* [Image object location entries]
╭──

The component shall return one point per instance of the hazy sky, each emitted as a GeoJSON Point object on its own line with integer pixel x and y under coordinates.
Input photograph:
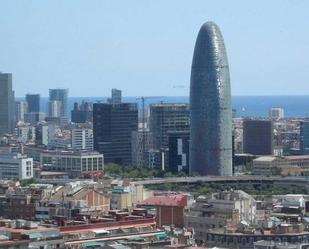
{"type": "Point", "coordinates": [145, 47]}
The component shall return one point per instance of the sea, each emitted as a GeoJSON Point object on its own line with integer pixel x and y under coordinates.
{"type": "Point", "coordinates": [245, 106]}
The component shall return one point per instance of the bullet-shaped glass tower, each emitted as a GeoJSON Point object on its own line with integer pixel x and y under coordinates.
{"type": "Point", "coordinates": [210, 105]}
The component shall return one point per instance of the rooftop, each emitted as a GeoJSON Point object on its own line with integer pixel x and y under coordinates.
{"type": "Point", "coordinates": [166, 200]}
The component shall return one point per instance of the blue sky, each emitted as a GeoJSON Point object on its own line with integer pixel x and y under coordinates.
{"type": "Point", "coordinates": [145, 47]}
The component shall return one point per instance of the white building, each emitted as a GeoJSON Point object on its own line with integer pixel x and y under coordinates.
{"type": "Point", "coordinates": [276, 113]}
{"type": "Point", "coordinates": [25, 133]}
{"type": "Point", "coordinates": [21, 108]}
{"type": "Point", "coordinates": [15, 166]}
{"type": "Point", "coordinates": [73, 162]}
{"type": "Point", "coordinates": [141, 142]}
{"type": "Point", "coordinates": [82, 139]}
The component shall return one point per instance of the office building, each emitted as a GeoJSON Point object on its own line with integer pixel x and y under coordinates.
{"type": "Point", "coordinates": [304, 137]}
{"type": "Point", "coordinates": [141, 142]}
{"type": "Point", "coordinates": [7, 104]}
{"type": "Point", "coordinates": [82, 113]}
{"type": "Point", "coordinates": [178, 151]}
{"type": "Point", "coordinates": [258, 137]}
{"type": "Point", "coordinates": [34, 117]}
{"type": "Point", "coordinates": [54, 109]}
{"type": "Point", "coordinates": [33, 102]}
{"type": "Point", "coordinates": [72, 162]}
{"type": "Point", "coordinates": [41, 134]}
{"type": "Point", "coordinates": [21, 108]}
{"type": "Point", "coordinates": [15, 166]}
{"type": "Point", "coordinates": [276, 113]}
{"type": "Point", "coordinates": [25, 133]}
{"type": "Point", "coordinates": [210, 105]}
{"type": "Point", "coordinates": [62, 96]}
{"type": "Point", "coordinates": [113, 126]}
{"type": "Point", "coordinates": [165, 118]}
{"type": "Point", "coordinates": [82, 139]}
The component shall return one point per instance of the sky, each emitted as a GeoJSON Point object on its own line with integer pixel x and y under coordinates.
{"type": "Point", "coordinates": [145, 47]}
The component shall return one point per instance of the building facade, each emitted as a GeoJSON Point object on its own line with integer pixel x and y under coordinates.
{"type": "Point", "coordinates": [73, 162]}
{"type": "Point", "coordinates": [210, 105]}
{"type": "Point", "coordinates": [54, 108]}
{"type": "Point", "coordinates": [141, 142]}
{"type": "Point", "coordinates": [82, 113]}
{"type": "Point", "coordinates": [62, 96]}
{"type": "Point", "coordinates": [276, 113]}
{"type": "Point", "coordinates": [113, 126]}
{"type": "Point", "coordinates": [7, 104]}
{"type": "Point", "coordinates": [21, 108]}
{"type": "Point", "coordinates": [33, 102]}
{"type": "Point", "coordinates": [165, 118]}
{"type": "Point", "coordinates": [304, 137]}
{"type": "Point", "coordinates": [82, 139]}
{"type": "Point", "coordinates": [258, 138]}
{"type": "Point", "coordinates": [178, 151]}
{"type": "Point", "coordinates": [16, 166]}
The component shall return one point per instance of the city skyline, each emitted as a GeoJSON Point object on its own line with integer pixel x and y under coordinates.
{"type": "Point", "coordinates": [104, 45]}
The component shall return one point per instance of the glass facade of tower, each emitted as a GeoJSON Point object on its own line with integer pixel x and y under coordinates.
{"type": "Point", "coordinates": [210, 105]}
{"type": "Point", "coordinates": [62, 96]}
{"type": "Point", "coordinates": [7, 104]}
{"type": "Point", "coordinates": [304, 137]}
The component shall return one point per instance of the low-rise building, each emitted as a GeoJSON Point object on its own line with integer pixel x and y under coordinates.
{"type": "Point", "coordinates": [15, 166]}
{"type": "Point", "coordinates": [73, 162]}
{"type": "Point", "coordinates": [294, 165]}
{"type": "Point", "coordinates": [169, 209]}
{"type": "Point", "coordinates": [219, 210]}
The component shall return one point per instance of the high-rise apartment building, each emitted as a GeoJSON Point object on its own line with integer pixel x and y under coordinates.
{"type": "Point", "coordinates": [7, 104]}
{"type": "Point", "coordinates": [21, 108]}
{"type": "Point", "coordinates": [62, 96]}
{"type": "Point", "coordinates": [178, 151]}
{"type": "Point", "coordinates": [54, 108]}
{"type": "Point", "coordinates": [276, 113]}
{"type": "Point", "coordinates": [82, 113]}
{"type": "Point", "coordinates": [304, 137]}
{"type": "Point", "coordinates": [33, 102]}
{"type": "Point", "coordinates": [116, 97]}
{"type": "Point", "coordinates": [210, 105]}
{"type": "Point", "coordinates": [113, 126]}
{"type": "Point", "coordinates": [82, 139]}
{"type": "Point", "coordinates": [258, 138]}
{"type": "Point", "coordinates": [165, 118]}
{"type": "Point", "coordinates": [141, 143]}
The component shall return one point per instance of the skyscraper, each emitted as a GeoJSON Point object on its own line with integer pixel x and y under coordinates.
{"type": "Point", "coordinates": [7, 104]}
{"type": "Point", "coordinates": [112, 127]}
{"type": "Point", "coordinates": [54, 108]}
{"type": "Point", "coordinates": [116, 97]}
{"type": "Point", "coordinates": [62, 96]}
{"type": "Point", "coordinates": [304, 137]}
{"type": "Point", "coordinates": [210, 105]}
{"type": "Point", "coordinates": [33, 102]}
{"type": "Point", "coordinates": [166, 117]}
{"type": "Point", "coordinates": [21, 108]}
{"type": "Point", "coordinates": [258, 137]}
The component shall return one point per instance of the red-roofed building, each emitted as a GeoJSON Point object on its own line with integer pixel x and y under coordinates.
{"type": "Point", "coordinates": [169, 209]}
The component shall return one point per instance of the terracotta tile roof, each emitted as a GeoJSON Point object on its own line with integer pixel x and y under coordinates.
{"type": "Point", "coordinates": [166, 200]}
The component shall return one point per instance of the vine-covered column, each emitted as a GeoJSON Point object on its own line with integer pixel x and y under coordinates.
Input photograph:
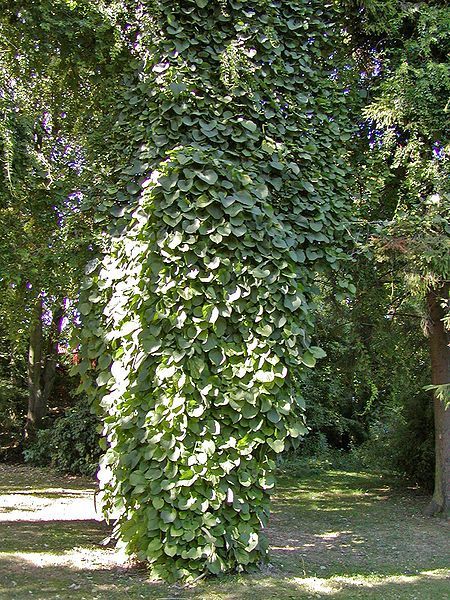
{"type": "Point", "coordinates": [228, 196]}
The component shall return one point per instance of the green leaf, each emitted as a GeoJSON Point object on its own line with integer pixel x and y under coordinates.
{"type": "Point", "coordinates": [308, 359]}
{"type": "Point", "coordinates": [208, 176]}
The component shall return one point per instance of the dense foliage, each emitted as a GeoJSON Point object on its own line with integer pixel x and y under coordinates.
{"type": "Point", "coordinates": [231, 161]}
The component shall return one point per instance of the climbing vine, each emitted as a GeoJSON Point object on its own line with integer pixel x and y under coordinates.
{"type": "Point", "coordinates": [226, 195]}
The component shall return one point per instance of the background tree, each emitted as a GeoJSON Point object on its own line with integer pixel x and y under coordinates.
{"type": "Point", "coordinates": [52, 89]}
{"type": "Point", "coordinates": [406, 58]}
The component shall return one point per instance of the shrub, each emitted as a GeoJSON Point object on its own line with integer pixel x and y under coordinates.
{"type": "Point", "coordinates": [71, 445]}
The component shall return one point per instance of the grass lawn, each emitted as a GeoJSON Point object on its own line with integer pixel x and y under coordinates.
{"type": "Point", "coordinates": [334, 534]}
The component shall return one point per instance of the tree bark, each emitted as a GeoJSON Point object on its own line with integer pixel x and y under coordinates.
{"type": "Point", "coordinates": [41, 366]}
{"type": "Point", "coordinates": [35, 409]}
{"type": "Point", "coordinates": [440, 372]}
{"type": "Point", "coordinates": [49, 370]}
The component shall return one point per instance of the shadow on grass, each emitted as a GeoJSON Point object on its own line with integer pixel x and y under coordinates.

╰──

Print the line containing "The component shall return one point per instance of the tree" and every line after it to the end of the records above, exactly as written, and nothing else.

* [WRITTEN RESPONSE]
The component shall return one point per instance of the tree bark, each emitted as a GeoJSON Point object on its own line with integer pixel x and y under coordinates.
{"type": "Point", "coordinates": [41, 366]}
{"type": "Point", "coordinates": [35, 409]}
{"type": "Point", "coordinates": [440, 372]}
{"type": "Point", "coordinates": [49, 370]}
The component shall return one point per instance of the shadow on grass, each emitted as a GeoJSON Point object on its own line with integer pixel x and y under coordinates.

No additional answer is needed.